▶ PROVIDED PASSAGE:
++++++++++
That can only happen when they know talks will move to phase two. Any discussion before then would be premature, he claims.

  • Hammond confirms cabinet has not had a specific discussion about the final Brexit outcome it wants, the so-called “end state”.

Q: Did the draft UK-EU deal mean the government would have been committed to regulatory alignment for the whole of the UK in the event of there being no Brexit deal? Is this what the Irish prime minister Leo Varadkar meant yesterday when he spoke about the three options in the paper.

Hammond says the UK and the Irish government are both committed to keeping an open border, and to respecting the Good Friday agreement.

He says in phase two of the negotiations, the Irish government will be a strong supporter of the UK having a deep and special relationship with the EU.

There are also plans for new customs procedures.

Hammond says the regulatory alignment proposals were intended to cover a situation where there was no deal.

Q: Do you support the OBR review the impact of the Brexit deal, compared to staying in the EU or there being no deal?

Hammond says he does not think it as binary as that.

He says the OBR’s statutory mandate is to produce two forecasts a year. These would take into account any deal.

As for whether it could do a specific Brexit deal analysis, he says he would have to talk to it about whether it had the resources to do that.

Hammond says spring statement will take place on Tuesday 13 March

Philip Hammond says his spring statement will take place on Tuesday 13 March.

Now that Hammond has switched the date of the budget to the autumn, the “spring statement” is the equivalent of the old autumn statement.

But it won’t be a major fiscal event, he says.

He says he will use it to respond to the latest OBR forecasts.

And he will use it to set out some long-term thinking, ahead of the autumn budget, he says.

Philip Hammond's evidence to the Treasury committee

Philip Hammond, the chancellor, is now giving evidence to the Commons Treasury committee. The hearing is about the budget, but Nicky Morgan, the committee chair, has just said the committee will be asking about “topical events” too.

I will be covering it reasonably closely, while also keeping on eye other stories.

In the Commons MPs have started the EU withdrawal bill debate. They are spending four hours debating Northern Ireland issues, and then they will spend four hours debating whether parliament should get a vote on the “Brexit bill”.

The lead amendment in the first section is this one, tabled by the independent MP from Northern Ireland, Sylvia Hermon. It is new clause NC70, and it would require ministers to abide by the principles of the Good Friday agreement when implementing the EU withdrawal bill.

Anna Soubry, the Tory pro-European, has just told MPs that she will vote for the amendment if there is a division.

These are from the BBC Brussels correspondent Adam Fleming.

As usual the questions from Ian Blackford, the SNP leader at Westminster, got overlooked earlier because I was writing the snap verdict. So here they are.

Blackford said the Conservative/DUP gave the Northern Irish unionists a veto of Brexit. He said:

Is this a prime minister who is in office, but not in power?

May said she wanted a deal for the whole of the UK. She said:

What we are doing is working for a deal that will work for the whole UK. There are particularly circumstances for NI ... but as we look ahead and during the negotiations we are consulting and talking with all parts of the UK and we want to ensure that we get the right deal for the UK.

Blackford said the government should keep the UK in the single market and the customs union.

The clock is ticking and we need a deal that keeps us in the single market and the customs union. To do otherwise will devastate our economy and cost jobs ... Anything less will be a failure of leadership.
++++++++++
▶ SET EXERCISE:
Answer these from the Brexit coverage:
1. On what date will Hammond's spring statement take place?
2. How many hours are MPs spending on Northern Ireland issues in the EU withdrawal bill debate?
3. What is the number of the new clause tabled by Sylvia Hermon?
The records play no part in the work here.
++++++++++
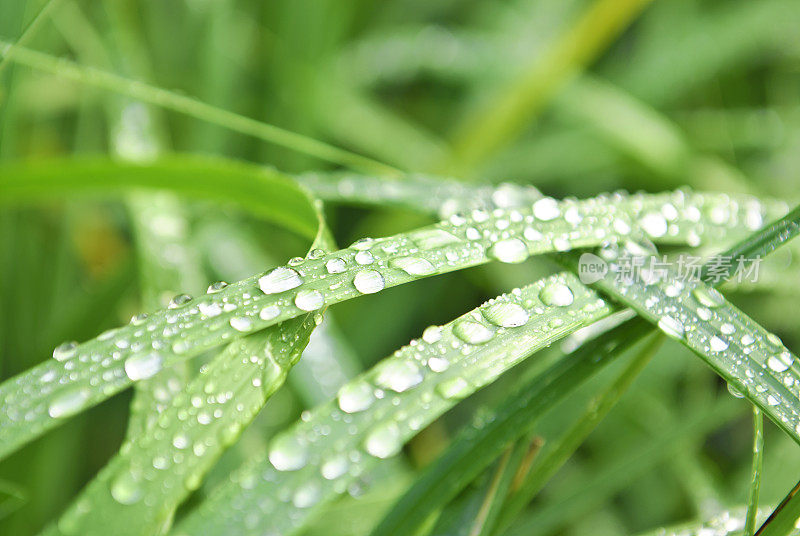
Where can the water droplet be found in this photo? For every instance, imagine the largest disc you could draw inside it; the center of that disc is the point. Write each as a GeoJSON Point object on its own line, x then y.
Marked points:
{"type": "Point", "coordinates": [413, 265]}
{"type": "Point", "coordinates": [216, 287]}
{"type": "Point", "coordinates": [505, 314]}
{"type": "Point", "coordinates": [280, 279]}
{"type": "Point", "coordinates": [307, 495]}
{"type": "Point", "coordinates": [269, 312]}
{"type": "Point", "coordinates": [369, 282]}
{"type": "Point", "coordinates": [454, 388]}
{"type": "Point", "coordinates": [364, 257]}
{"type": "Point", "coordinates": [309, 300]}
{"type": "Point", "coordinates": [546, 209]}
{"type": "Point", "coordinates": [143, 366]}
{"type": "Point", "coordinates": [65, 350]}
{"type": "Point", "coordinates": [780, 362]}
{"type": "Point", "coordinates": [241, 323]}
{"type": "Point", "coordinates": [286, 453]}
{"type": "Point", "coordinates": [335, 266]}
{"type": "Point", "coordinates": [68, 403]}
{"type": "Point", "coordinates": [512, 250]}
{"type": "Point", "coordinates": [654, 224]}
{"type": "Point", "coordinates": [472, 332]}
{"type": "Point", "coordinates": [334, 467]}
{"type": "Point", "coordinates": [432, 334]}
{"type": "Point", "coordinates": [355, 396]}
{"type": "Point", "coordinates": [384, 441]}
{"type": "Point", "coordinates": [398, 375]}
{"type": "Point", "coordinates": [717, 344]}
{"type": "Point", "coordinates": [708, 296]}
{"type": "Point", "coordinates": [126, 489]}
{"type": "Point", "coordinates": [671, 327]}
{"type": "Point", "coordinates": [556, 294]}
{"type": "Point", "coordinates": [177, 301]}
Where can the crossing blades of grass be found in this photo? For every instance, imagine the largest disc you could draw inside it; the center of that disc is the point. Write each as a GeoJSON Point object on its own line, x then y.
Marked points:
++++++++++
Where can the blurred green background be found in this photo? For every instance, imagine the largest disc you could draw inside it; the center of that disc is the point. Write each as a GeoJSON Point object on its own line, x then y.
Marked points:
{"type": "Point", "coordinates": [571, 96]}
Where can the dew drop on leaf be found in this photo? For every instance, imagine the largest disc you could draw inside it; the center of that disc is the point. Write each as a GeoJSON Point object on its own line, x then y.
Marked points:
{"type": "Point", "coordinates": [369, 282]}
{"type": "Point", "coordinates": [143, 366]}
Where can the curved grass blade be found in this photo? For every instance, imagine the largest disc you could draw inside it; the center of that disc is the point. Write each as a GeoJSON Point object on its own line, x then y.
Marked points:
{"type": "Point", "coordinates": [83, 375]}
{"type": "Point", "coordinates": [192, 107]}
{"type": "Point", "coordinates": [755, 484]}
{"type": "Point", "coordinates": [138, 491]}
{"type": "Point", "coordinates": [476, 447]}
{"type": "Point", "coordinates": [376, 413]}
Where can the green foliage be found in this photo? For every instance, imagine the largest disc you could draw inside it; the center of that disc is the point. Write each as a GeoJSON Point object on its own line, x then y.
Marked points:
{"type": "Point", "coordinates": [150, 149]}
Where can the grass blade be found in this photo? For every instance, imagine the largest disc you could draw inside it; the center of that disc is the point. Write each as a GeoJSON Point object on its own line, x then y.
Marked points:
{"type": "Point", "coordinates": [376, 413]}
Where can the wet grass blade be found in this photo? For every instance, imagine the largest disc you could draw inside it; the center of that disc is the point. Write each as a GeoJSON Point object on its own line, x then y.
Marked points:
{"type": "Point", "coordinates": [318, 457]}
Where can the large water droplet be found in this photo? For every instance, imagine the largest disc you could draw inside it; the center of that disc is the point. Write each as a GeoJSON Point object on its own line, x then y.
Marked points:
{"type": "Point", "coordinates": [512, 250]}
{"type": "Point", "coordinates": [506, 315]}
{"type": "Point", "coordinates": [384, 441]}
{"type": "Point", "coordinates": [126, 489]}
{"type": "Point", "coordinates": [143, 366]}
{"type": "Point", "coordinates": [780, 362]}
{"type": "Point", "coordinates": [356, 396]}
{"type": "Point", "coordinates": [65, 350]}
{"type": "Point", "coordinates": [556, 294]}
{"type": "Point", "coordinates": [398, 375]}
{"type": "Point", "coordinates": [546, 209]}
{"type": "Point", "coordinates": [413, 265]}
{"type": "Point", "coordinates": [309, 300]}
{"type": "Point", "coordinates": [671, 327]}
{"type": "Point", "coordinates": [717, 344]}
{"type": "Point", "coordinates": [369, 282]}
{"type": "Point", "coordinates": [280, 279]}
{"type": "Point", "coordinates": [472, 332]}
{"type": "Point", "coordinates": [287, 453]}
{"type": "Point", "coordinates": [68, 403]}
++++++++++
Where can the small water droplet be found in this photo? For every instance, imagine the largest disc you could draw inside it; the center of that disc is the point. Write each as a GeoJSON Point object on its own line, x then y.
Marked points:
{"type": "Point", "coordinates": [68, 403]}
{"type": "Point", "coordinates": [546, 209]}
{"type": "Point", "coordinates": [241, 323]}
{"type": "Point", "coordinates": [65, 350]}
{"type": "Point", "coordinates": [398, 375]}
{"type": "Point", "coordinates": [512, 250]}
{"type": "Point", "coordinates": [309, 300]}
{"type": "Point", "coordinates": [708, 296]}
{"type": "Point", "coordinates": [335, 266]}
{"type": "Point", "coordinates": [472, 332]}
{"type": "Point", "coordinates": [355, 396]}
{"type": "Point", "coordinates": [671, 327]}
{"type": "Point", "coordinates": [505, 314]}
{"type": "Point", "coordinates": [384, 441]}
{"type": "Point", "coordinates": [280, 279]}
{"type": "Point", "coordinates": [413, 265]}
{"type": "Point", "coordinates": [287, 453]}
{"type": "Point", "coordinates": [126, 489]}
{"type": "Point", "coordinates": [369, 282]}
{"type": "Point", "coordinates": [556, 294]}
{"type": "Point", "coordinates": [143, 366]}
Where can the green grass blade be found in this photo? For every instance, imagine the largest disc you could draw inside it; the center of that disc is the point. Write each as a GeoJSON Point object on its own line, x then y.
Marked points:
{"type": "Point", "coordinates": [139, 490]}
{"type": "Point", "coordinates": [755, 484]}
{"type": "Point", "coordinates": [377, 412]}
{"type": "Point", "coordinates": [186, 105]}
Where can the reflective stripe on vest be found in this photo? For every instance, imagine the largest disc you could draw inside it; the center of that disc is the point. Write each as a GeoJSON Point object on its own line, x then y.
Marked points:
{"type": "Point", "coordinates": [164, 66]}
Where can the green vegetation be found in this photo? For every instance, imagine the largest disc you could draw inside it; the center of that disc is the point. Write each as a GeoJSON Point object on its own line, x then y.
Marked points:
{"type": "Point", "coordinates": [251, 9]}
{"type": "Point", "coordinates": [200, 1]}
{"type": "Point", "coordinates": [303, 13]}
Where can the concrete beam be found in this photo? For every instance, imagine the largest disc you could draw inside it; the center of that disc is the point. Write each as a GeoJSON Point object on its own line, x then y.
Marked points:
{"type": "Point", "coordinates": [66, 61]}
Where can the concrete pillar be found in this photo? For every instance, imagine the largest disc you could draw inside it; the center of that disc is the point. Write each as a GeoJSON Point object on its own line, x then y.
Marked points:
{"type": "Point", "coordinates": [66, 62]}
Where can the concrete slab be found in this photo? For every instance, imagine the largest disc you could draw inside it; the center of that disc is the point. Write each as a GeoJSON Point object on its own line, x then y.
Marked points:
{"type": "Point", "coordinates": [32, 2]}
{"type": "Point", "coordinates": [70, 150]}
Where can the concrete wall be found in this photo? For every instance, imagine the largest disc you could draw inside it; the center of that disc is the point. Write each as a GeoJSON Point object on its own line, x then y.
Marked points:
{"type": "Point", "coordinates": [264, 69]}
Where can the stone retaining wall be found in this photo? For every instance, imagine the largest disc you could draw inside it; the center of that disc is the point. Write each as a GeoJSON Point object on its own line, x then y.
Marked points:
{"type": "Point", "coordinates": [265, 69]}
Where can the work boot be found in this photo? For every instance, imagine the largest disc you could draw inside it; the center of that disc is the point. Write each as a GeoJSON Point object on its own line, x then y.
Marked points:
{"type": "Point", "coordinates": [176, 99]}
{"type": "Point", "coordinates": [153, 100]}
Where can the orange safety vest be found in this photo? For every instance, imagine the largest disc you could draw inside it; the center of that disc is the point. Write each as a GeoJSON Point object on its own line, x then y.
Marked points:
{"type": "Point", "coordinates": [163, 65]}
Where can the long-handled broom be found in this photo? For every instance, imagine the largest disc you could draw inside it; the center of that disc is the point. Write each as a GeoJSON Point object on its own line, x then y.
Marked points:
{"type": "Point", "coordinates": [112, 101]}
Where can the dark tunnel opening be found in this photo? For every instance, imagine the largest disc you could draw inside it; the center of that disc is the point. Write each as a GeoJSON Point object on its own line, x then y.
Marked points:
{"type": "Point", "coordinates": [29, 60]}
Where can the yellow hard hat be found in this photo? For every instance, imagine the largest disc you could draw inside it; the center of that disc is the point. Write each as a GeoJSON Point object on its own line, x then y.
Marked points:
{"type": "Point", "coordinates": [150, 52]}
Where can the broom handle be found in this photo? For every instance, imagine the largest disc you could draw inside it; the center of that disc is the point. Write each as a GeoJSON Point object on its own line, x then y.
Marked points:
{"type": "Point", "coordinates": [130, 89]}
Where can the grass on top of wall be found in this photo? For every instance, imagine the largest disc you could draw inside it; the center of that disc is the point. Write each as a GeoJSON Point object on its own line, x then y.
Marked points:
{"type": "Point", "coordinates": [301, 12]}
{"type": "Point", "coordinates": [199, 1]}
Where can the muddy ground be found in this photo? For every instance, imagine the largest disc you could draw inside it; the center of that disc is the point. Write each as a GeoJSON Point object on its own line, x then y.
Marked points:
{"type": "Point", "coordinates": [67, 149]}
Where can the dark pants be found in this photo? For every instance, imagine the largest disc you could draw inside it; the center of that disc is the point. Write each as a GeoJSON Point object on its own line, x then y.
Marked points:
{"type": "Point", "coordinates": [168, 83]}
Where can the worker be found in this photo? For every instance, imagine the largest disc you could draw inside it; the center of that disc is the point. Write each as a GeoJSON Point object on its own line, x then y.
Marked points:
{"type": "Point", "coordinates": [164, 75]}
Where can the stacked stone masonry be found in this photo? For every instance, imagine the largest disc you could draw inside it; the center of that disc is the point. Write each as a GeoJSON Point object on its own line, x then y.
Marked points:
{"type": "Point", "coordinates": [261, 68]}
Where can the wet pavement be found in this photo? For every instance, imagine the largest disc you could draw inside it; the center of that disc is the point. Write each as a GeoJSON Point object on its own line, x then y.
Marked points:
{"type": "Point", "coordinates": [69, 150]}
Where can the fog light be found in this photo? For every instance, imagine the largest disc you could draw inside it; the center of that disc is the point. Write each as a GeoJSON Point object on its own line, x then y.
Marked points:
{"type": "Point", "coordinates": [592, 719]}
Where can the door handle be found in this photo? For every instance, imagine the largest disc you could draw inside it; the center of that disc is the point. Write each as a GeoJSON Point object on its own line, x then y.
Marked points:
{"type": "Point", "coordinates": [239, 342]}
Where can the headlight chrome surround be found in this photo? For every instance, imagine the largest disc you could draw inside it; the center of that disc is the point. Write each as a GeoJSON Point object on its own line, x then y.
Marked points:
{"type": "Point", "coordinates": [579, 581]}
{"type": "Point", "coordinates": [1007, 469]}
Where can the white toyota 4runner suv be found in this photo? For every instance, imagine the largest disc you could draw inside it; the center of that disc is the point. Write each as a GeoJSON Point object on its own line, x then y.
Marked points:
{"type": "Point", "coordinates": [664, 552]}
++++++++++
▶ SOLUTION:
1. Tuesday 13 March
2. Four hours
3. NC70